■ **YOUR INSTRUCTIONS**
Please lay out all the rows below as a numbered list, skipping blank lines and leaving the picture out.

■ **MATERIAL PROVIDED**

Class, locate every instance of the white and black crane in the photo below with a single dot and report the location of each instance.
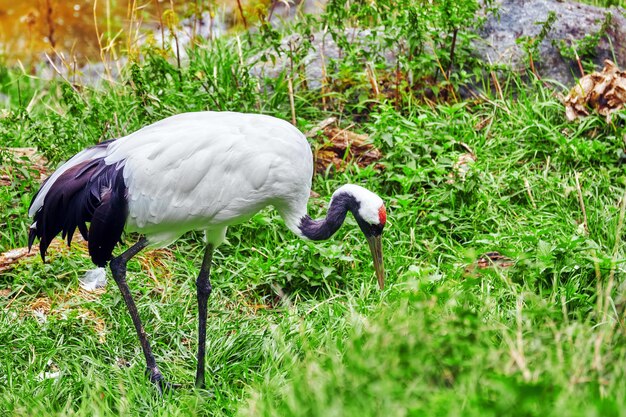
(193, 171)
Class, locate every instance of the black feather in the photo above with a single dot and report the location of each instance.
(90, 192)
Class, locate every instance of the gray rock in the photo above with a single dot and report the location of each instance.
(517, 18)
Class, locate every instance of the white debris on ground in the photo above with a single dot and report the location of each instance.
(93, 279)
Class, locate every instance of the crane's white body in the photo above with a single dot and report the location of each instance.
(206, 171)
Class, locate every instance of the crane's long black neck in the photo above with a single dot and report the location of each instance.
(324, 228)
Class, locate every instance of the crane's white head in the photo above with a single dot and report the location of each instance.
(369, 211)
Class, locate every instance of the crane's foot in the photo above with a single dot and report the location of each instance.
(156, 377)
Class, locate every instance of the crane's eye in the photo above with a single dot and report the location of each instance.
(382, 215)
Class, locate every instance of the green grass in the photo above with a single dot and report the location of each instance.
(300, 328)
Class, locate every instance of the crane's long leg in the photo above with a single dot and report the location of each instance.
(118, 269)
(203, 288)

■ **OUTPUT**
1. Class, locate every instance of the white and black crane in the photo below with a single dot and report the location of each instance.
2. (193, 171)
3. Class, locate every instance of the black feather in the photo above with a single dot and report the location of each instance.
4. (90, 192)
5. Class, locate every instance of the gray rock in the photo above with a single dot and report the location of each instance.
6. (517, 18)
7. Class, locate every instance of the white debris on ground in the photo above with a single dot and report the location of each instance.
8. (93, 279)
9. Class, locate every instance of the crane's white body in the photo above with a single dot and report the location of each instance.
10. (206, 171)
11. Class, locate every instance of the crane's long black neck in the photo above with a single dot and report the location of each instance.
12. (324, 228)
13. Class, locate every instance of the crane's white head in the photo above with a single dot and report the location of each instance.
14. (369, 211)
15. Class, locate every instance of the crane's foot in the photo above with a single dot and report the location of each instance.
16. (156, 377)
17. Class, locate every instance of the crane's eye in the photo above with a single dot and report the location of each instance.
18. (382, 215)
19. Class, locate every instance of the green grass in the photo above with a single dot and report the location of each instance.
20. (300, 328)
21. Class, locate every instance of the crane's long leg in the photo above with a single dot and report the location of each instance.
22. (118, 269)
23. (203, 288)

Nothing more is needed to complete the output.